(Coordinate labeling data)
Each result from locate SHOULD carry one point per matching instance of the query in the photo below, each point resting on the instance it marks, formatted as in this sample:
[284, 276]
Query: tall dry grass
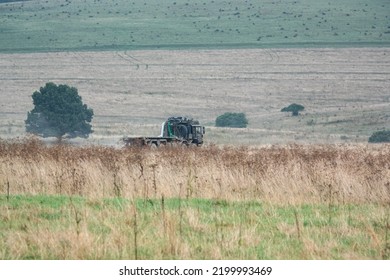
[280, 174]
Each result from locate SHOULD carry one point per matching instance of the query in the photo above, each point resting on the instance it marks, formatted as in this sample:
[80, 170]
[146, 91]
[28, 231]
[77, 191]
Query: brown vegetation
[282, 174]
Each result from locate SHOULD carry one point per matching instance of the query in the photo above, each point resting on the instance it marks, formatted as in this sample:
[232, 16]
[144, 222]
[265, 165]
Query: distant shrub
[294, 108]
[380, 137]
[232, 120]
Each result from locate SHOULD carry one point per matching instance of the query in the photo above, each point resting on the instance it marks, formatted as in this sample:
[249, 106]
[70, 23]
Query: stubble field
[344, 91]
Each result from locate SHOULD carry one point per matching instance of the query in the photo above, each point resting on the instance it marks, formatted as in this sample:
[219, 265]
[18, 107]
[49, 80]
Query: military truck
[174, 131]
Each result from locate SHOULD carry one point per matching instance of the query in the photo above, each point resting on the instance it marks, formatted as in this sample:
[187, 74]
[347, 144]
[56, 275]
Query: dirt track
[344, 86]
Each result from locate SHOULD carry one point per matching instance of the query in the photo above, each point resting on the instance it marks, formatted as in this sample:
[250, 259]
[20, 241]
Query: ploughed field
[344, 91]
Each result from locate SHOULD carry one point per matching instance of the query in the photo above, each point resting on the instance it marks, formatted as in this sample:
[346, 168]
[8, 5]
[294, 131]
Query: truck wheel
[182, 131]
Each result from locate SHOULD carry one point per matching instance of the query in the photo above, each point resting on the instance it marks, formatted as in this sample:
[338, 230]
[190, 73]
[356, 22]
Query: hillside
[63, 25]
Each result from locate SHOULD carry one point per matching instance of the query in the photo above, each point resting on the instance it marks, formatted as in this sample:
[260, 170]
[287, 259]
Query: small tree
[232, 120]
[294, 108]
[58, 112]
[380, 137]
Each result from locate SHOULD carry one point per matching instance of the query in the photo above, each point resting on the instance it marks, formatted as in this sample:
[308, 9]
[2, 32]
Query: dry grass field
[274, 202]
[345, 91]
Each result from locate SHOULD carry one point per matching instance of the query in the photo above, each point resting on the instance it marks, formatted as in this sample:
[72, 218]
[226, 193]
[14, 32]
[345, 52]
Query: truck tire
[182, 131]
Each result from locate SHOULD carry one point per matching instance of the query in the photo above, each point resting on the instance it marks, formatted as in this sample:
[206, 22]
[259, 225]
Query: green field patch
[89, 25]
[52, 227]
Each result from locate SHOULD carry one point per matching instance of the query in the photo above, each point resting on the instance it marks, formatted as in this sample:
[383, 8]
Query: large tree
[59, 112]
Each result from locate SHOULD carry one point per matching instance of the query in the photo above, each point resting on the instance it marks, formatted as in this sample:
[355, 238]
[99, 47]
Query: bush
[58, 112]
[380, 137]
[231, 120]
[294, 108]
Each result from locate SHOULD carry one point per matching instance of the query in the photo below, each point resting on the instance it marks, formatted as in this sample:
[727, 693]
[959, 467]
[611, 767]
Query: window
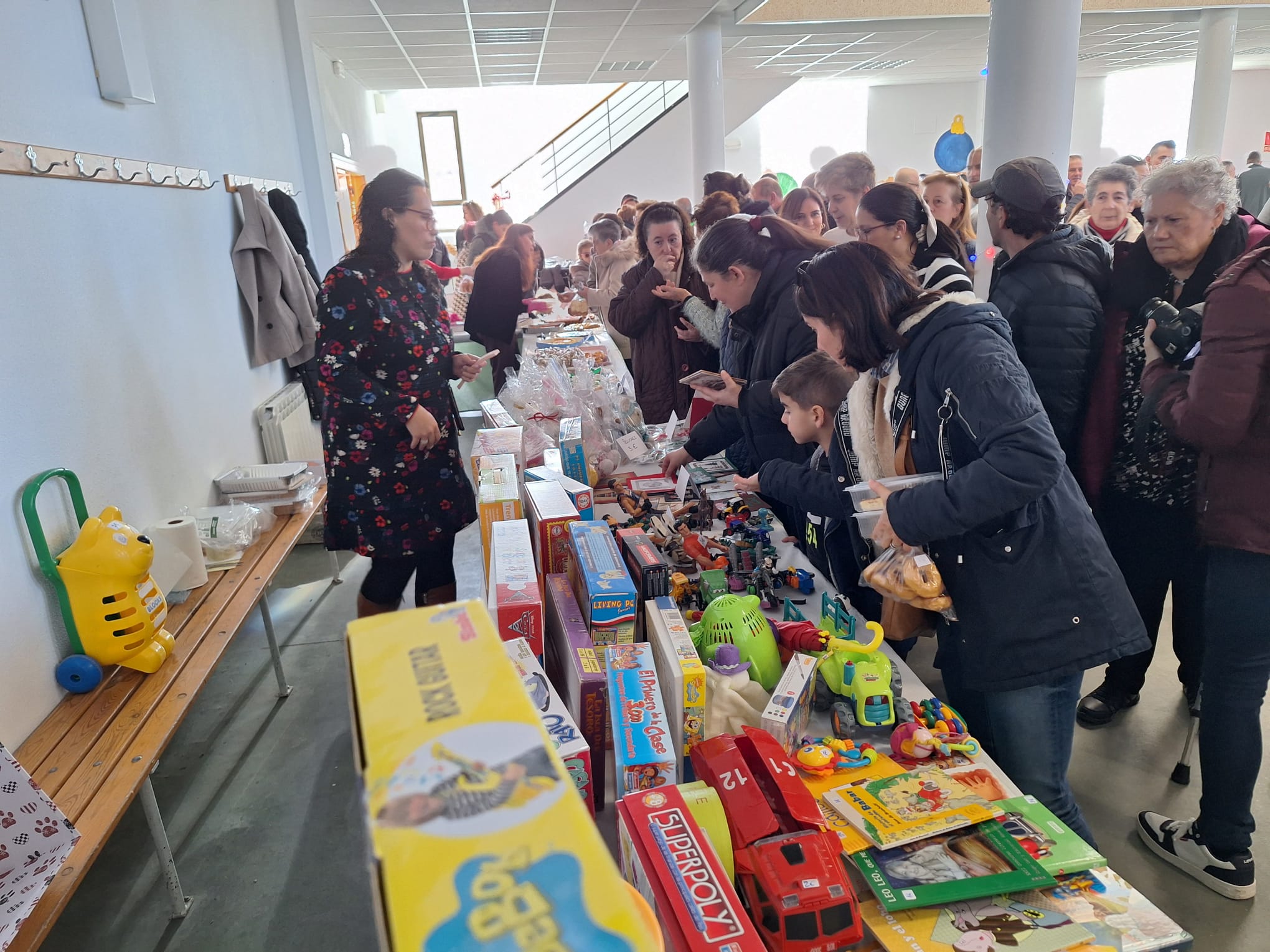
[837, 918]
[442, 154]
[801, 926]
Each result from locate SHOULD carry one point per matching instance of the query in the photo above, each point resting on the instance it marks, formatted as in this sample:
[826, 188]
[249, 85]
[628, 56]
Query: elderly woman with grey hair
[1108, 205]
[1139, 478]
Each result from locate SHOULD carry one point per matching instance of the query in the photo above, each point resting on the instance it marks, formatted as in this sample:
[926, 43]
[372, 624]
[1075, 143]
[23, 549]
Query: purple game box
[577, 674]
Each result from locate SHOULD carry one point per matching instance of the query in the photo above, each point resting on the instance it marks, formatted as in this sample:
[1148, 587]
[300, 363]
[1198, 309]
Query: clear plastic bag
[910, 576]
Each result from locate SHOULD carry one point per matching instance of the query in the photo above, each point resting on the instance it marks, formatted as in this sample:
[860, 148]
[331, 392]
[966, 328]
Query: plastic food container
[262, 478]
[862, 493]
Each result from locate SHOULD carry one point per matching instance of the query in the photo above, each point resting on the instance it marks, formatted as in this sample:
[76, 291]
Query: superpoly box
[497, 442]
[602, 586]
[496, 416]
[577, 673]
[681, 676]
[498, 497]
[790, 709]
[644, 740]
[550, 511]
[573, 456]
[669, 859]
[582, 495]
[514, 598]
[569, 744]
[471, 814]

==

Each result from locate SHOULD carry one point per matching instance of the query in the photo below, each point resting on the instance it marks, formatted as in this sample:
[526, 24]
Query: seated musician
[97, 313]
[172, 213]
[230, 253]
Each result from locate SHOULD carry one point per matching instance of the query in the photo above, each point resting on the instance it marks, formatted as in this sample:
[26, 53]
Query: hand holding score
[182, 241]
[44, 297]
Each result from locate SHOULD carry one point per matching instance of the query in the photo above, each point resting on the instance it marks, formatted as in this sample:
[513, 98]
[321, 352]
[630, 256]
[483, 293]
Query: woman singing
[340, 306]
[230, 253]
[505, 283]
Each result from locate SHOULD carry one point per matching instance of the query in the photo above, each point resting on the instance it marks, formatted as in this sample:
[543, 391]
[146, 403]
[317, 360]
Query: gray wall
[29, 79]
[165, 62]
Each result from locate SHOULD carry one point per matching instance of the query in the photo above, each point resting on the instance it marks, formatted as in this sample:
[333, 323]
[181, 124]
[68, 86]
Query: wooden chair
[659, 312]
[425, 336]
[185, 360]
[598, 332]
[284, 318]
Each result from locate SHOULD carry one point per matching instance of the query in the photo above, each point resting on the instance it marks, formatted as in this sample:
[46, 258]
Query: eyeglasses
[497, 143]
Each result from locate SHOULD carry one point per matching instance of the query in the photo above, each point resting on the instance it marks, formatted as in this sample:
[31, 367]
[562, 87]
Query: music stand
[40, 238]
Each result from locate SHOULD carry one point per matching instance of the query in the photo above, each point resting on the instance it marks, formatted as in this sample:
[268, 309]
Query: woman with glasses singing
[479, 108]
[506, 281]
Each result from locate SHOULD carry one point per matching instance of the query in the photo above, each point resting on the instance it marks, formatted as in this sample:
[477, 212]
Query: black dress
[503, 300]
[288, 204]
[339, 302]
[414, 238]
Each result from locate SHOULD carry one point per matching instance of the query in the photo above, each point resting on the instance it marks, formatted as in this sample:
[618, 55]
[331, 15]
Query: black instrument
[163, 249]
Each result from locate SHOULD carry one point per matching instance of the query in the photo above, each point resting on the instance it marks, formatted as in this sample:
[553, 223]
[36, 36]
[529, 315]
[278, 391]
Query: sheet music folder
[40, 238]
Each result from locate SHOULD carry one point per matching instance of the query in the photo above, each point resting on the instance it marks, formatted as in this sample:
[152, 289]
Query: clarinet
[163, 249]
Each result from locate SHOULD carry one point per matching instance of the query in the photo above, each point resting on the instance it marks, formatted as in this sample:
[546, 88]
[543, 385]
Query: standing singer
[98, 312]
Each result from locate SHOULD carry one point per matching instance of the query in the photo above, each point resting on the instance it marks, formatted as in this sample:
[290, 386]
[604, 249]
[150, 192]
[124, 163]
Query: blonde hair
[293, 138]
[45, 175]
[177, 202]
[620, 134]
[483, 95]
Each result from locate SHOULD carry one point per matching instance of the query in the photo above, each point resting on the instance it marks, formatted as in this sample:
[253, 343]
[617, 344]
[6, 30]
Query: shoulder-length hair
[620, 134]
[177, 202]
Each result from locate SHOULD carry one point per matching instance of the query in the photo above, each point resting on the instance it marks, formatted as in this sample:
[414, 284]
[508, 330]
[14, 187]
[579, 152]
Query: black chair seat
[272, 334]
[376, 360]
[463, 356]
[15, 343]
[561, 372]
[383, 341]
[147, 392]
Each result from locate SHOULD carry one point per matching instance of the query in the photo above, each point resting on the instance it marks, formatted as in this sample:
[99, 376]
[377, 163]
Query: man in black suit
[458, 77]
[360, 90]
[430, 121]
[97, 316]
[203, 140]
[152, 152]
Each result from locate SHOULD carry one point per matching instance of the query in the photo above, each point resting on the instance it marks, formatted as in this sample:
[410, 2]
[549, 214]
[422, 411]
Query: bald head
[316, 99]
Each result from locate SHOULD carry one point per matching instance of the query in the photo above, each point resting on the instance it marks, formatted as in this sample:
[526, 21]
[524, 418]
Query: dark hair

## Written problem
Identify every row above that contains the word "woman", treating uppercase and lowercase as distinct, and copy each such row in full.

## Full output
Query: elderly woman with grey hair
Query: woman singing
Query: woman with glasses singing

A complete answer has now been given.